▶ [WHAT YOU HAVE TO DO] Every entry should be repeated exactly. Omit the pictures.

## begin

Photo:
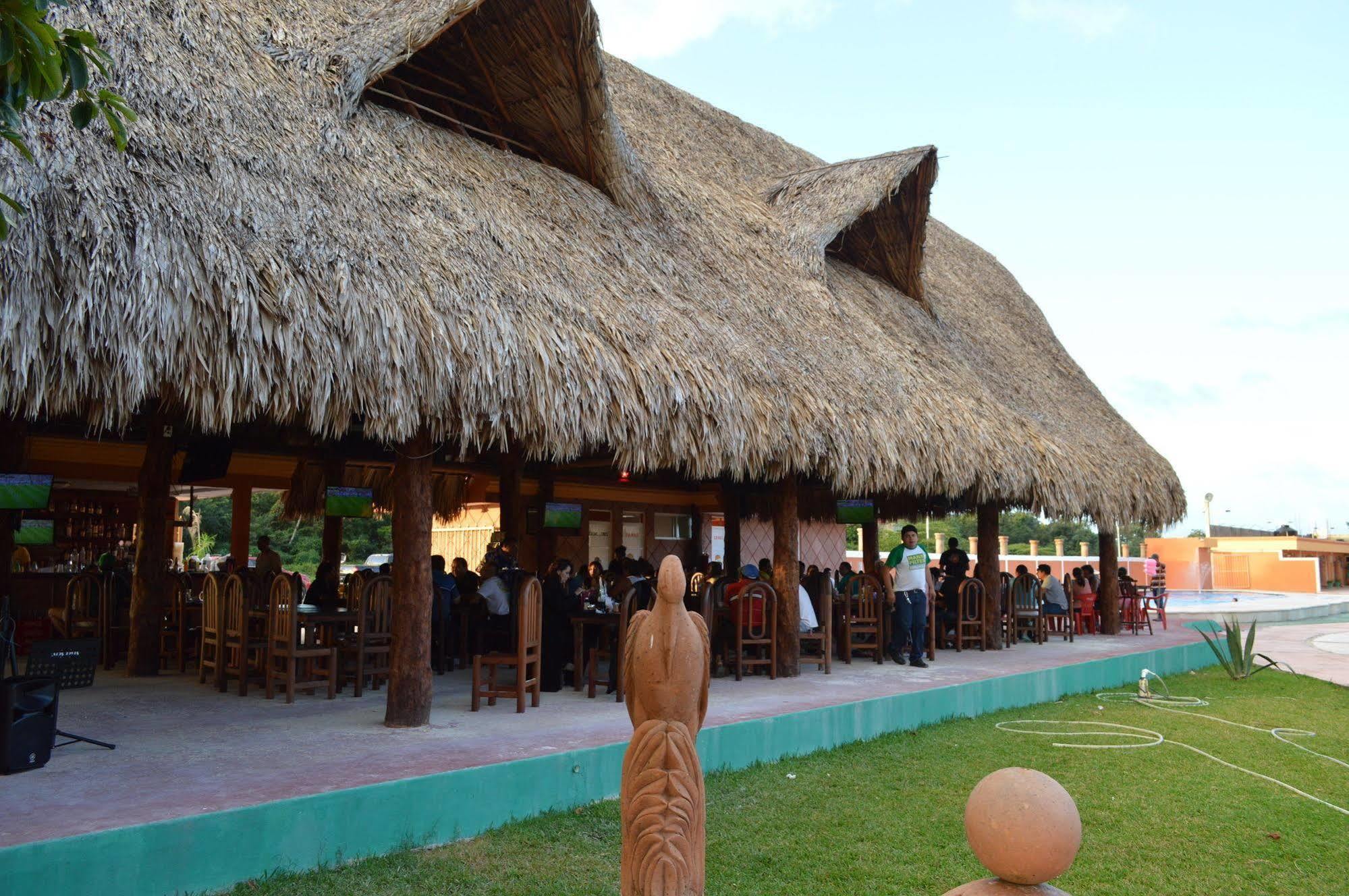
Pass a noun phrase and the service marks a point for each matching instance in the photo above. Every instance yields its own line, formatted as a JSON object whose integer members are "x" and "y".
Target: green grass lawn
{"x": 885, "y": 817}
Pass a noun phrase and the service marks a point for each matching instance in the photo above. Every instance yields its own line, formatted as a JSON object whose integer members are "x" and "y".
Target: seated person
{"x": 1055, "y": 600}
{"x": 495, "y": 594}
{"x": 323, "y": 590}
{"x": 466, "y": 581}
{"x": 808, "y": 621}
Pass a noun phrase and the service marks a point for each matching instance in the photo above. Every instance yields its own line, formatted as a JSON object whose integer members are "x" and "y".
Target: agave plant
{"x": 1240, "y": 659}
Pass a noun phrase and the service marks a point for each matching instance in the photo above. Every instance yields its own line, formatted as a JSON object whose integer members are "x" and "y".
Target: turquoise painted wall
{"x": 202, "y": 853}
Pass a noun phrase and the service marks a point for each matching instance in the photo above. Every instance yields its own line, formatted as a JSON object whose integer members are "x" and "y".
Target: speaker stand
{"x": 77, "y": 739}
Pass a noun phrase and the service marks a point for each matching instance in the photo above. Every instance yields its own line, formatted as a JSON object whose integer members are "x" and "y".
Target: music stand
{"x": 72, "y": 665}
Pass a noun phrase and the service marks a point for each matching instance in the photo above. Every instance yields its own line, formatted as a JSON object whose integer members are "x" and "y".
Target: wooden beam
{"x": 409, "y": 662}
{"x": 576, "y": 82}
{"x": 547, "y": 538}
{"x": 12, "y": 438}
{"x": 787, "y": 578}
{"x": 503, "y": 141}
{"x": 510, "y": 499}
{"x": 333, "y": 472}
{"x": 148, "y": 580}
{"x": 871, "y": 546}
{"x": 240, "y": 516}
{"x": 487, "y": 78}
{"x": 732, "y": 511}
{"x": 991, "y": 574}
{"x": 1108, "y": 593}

## end

▶ [IN RESPONSE]
Photo:
Pass a noun phrase and the service marks a point for each matching instance in the photo above. Every instance yields its own line, formatted as a JSON object whose integer members are "x" and "y".
Target: green grass lawn
{"x": 885, "y": 817}
Pass a noun phrase and the service marks a point for each matching instance in the photo above. Every instance yields its own line, formatted as a JSON object whose integer members are "x" and "y".
Target: seated person
{"x": 1055, "y": 600}
{"x": 495, "y": 594}
{"x": 323, "y": 590}
{"x": 466, "y": 581}
{"x": 808, "y": 621}
Pass a noun phrase and the service marks a point for each matching instance in the photo above. Every instance yields its own line, formatted as a JSON object whose integer members are "x" and "y".
Target: agave plant
{"x": 1240, "y": 659}
Pass a noun phrase and the service marks a point for each matching instance in the photo above. Every instance yields its own line, formatted as a JSON object whose integer members are "x" and "y".
Target: turquoise painted wall
{"x": 202, "y": 853}
Pass a noun phrase and the service marks a point for each matching instance in the photo above. Every instance yields its own line, formatted as a JSON object whose integer members are "x" and "y".
Target: speaker stand
{"x": 77, "y": 739}
Pass a noun phrase and the service marks a point for each matching instance in the photo above. Every instance yields its own line, formatted as a JSON object whose integer members are "x" and "y".
Target: music stand
{"x": 72, "y": 665}
Pass a noun phrase and the service marks a point for each matching instance in the photo above. Every instance yields its own line, formatted as a JSON object whose integer members are "x" and "y".
Target: wooden beam
{"x": 409, "y": 662}
{"x": 576, "y": 82}
{"x": 547, "y": 538}
{"x": 12, "y": 438}
{"x": 787, "y": 578}
{"x": 503, "y": 141}
{"x": 510, "y": 499}
{"x": 333, "y": 472}
{"x": 148, "y": 580}
{"x": 871, "y": 546}
{"x": 240, "y": 516}
{"x": 487, "y": 78}
{"x": 732, "y": 511}
{"x": 991, "y": 574}
{"x": 1108, "y": 593}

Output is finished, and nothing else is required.